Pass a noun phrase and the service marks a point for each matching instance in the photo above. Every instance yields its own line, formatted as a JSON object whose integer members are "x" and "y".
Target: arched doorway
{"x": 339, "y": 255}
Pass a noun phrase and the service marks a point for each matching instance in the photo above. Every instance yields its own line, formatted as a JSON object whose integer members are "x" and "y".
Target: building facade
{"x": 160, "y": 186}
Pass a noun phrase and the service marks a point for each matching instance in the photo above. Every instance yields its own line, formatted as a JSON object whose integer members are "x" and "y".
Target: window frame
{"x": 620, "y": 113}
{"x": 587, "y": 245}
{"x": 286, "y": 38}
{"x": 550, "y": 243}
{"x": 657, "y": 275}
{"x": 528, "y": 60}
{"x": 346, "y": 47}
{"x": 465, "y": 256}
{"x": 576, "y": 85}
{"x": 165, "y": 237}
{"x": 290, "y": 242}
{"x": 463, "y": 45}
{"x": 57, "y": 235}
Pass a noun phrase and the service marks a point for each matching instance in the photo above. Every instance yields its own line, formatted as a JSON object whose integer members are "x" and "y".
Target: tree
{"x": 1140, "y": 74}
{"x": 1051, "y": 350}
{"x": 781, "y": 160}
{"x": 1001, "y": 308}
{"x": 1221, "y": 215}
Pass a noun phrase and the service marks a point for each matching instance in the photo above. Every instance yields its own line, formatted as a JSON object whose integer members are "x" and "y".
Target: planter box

YOUR INSTRUCTIONS
Set every record down again exactly as written.

COMPLETED TASK
Pass a noun phrase and the service marks a point for each matching instance in the photo above. Every instance yields its own line, formatted as a JSON object whose integer members are "x" and "y".
Target: arched doorway
{"x": 339, "y": 255}
Pass a noun phrase and the service marks a point for each matching instance in the photo above. Every instance yields its own line, formatted as a JSON object whose integer members are "x" and "y".
Target: building facade
{"x": 160, "y": 186}
Pass a noun phrase and the service marks a point for each matching instance in the photo above. Every instance yields its own line, formatted as a JSON object whose integer members are "x" and "y".
Target: window frame
{"x": 620, "y": 113}
{"x": 587, "y": 245}
{"x": 286, "y": 38}
{"x": 550, "y": 243}
{"x": 657, "y": 275}
{"x": 528, "y": 60}
{"x": 346, "y": 47}
{"x": 465, "y": 256}
{"x": 576, "y": 85}
{"x": 165, "y": 237}
{"x": 290, "y": 242}
{"x": 463, "y": 45}
{"x": 57, "y": 235}
Pass a noun phrase and the service marks a point for each matching instance in the photo above. Every instance yields its own line, formatted as a JSON object whose integer members are "x" and "y".
Target: tree
{"x": 1140, "y": 74}
{"x": 1051, "y": 350}
{"x": 781, "y": 160}
{"x": 1001, "y": 308}
{"x": 1221, "y": 215}
Pass a noun phrase and the service marks a point for each matching instance in the photo above. Every instance yields its own line, formatted as a JSON object whose integer members are "x" and "y".
Target: planter box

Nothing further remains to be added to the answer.